Installing - ge-semtk/semtk GitHub Wiki
These are instructions to get the SemTK services and UI up and running. It presumes Linux, but can run on Windows as well. An easy way to do this in windows is by running the commands shown on this page inside a bash shell such as git bash, which is included in the windows git distribution.
Prerequisite: Install a triple store
Install a triple store such as Virtuoso or Fuseki.
Install Fuseki
Fuseki is the recommended triplestore for SemTk. The latest distribution is at https://jena.apache.org/download/index.cgi.
Startup instructions are at https://jena.apache.org/documentation/fuseki2/fuseki-quick-start.html
Create a dataset (e.g. named "SemTK") that persists across Fuseki restarts.

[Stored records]
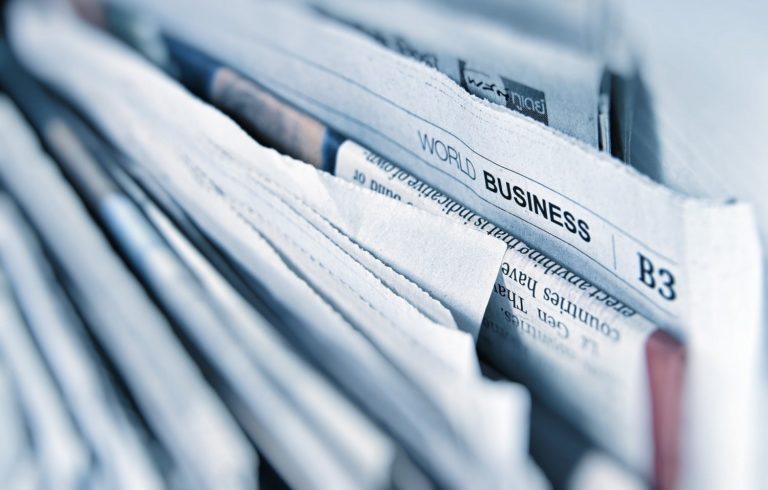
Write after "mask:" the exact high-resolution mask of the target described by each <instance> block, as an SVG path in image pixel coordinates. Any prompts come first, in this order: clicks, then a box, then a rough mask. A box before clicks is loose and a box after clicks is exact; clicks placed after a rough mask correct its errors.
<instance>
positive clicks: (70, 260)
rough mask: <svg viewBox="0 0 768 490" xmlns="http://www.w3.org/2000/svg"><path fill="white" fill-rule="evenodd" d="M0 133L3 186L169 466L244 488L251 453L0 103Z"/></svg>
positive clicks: (246, 476)
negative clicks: (21, 210) (45, 248)
mask: <svg viewBox="0 0 768 490" xmlns="http://www.w3.org/2000/svg"><path fill="white" fill-rule="evenodd" d="M0 125H1V127H2V131H0V138H2V141H3V147H4V148H9V149H11V151H9V152H7V153H3V155H2V156H1V157H0V158H2V164H1V165H0V174H1V175H2V178H3V181H4V182H5V183H6V185H7V186H8V189H9V191H10V192H11V193H12V195H13V196H14V197H15V198H16V199H17V200H18V201H19V202H20V206H21V207H22V209H23V210H24V211H25V212H26V213H27V215H28V216H29V218H30V221H31V222H32V224H33V226H35V228H36V229H37V230H40V233H41V235H42V236H43V238H44V240H45V243H46V245H47V246H48V247H49V248H50V249H51V250H52V253H53V254H54V255H55V257H56V260H57V261H58V263H59V264H60V265H61V268H62V270H63V272H64V273H65V274H66V277H67V280H68V281H69V283H70V284H69V286H70V288H71V289H70V291H71V293H72V294H73V295H74V297H75V299H76V301H77V304H78V308H79V311H80V312H81V313H82V314H83V315H84V317H85V318H87V320H88V323H89V325H90V326H91V327H92V328H93V329H94V335H95V336H96V338H98V340H99V342H100V343H101V344H102V345H103V347H104V348H105V349H106V350H107V351H108V352H109V354H110V357H111V358H112V359H113V360H114V362H115V364H116V365H117V368H118V369H119V371H120V373H121V375H122V377H123V379H124V380H125V382H126V384H127V386H128V387H129V389H130V390H131V394H132V396H133V397H134V398H135V399H136V400H137V403H138V404H139V405H140V406H141V407H142V408H143V413H144V415H145V417H146V418H147V422H148V424H150V425H151V427H152V429H153V431H155V433H156V434H157V436H158V438H159V439H160V440H161V442H162V444H163V447H164V448H166V449H167V450H168V452H169V453H170V455H171V457H172V460H173V464H174V465H176V466H177V467H178V468H180V471H181V473H182V474H184V475H186V476H187V481H199V482H204V483H203V484H206V483H205V482H207V484H209V485H220V484H222V482H226V485H228V486H232V487H237V488H240V487H242V488H251V487H252V486H253V485H254V478H255V475H256V473H257V472H256V464H257V463H256V455H255V454H254V452H253V450H252V448H251V446H250V445H249V444H248V442H247V440H246V439H245V437H244V436H243V435H242V433H241V432H240V430H239V428H238V427H237V425H236V424H235V422H234V420H233V419H232V418H231V416H230V414H229V413H228V412H227V410H226V408H225V407H224V405H223V403H221V401H220V400H219V399H218V398H217V397H216V396H215V395H214V393H213V391H212V390H211V388H210V386H208V385H207V384H206V383H205V382H204V380H203V378H202V374H201V373H200V371H199V368H197V367H196V366H195V365H194V364H193V363H192V360H191V359H190V358H189V356H188V355H187V354H186V352H184V351H183V349H182V346H181V345H180V344H179V342H178V339H177V338H176V337H175V336H173V334H172V331H171V327H170V325H169V324H168V323H167V321H166V320H165V318H164V317H163V316H162V315H161V313H160V312H159V311H158V310H157V308H156V307H155V306H154V304H152V303H151V302H150V301H149V298H148V297H147V295H146V292H145V291H144V290H143V289H142V287H141V286H140V285H139V283H138V282H137V281H136V279H135V278H134V277H133V276H132V275H130V273H129V272H128V270H127V269H126V268H125V266H124V265H123V264H122V262H120V261H119V259H118V258H117V257H116V256H115V252H114V251H113V249H112V248H111V246H110V245H109V244H108V242H107V241H106V238H105V237H104V236H103V235H101V234H100V231H98V229H97V228H96V225H95V224H94V223H93V222H92V221H91V220H90V218H89V217H87V214H86V210H85V208H84V207H83V205H82V204H81V203H80V201H79V200H78V198H77V197H76V195H75V193H74V190H72V189H71V188H70V187H69V186H68V185H67V184H66V182H65V181H64V180H63V177H62V175H61V174H60V172H58V170H56V168H55V164H54V163H53V162H52V161H51V160H50V159H49V158H48V157H47V156H46V155H45V154H43V153H42V150H41V149H40V147H39V145H38V143H37V142H36V141H35V139H34V136H33V133H32V130H31V129H30V128H29V127H28V126H27V125H26V124H25V123H24V120H23V119H22V116H21V115H20V114H19V113H18V111H17V110H16V109H15V108H14V107H13V106H12V105H11V104H10V103H9V102H8V101H7V99H2V100H1V101H0ZM10 141H13V144H10ZM41 194H42V195H45V196H46V199H45V200H43V201H41V200H39V199H38V198H39V196H40V195H41ZM51 207H53V209H56V210H57V213H56V214H50V212H49V211H50V209H51ZM87 298H99V301H90V300H88V299H87ZM25 376H26V374H25ZM23 377H24V376H19V378H20V379H22V378H23ZM40 406H41V407H42V406H44V404H40ZM43 418H45V417H43ZM64 461H66V458H65V459H64ZM53 467H55V464H54V465H53Z"/></svg>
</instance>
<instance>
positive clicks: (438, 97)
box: [125, 0, 764, 486]
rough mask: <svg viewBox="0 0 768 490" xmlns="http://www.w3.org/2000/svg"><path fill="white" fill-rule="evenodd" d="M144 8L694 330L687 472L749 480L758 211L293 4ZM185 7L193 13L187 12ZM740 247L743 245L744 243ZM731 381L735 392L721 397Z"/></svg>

(INSTRUCTIONS FOR THE TASK) Reproduce the stretch of the SemTK installation text from "Install Fuseki" through "across Fuseki restarts.".

(SOLUTION TO THE PROBLEM)
Install Fuseki
Fuseki is the recommended triplestore for SemTk. The latest distribution is at https://jena.apache.org/download/index.cgi.
Startup instructions are at https://jena.apache.org/documentation/fuseki2/fuseki-quick-start.html
Create a dataset (e.g. named "SemTK") that persists across Fuseki restarts.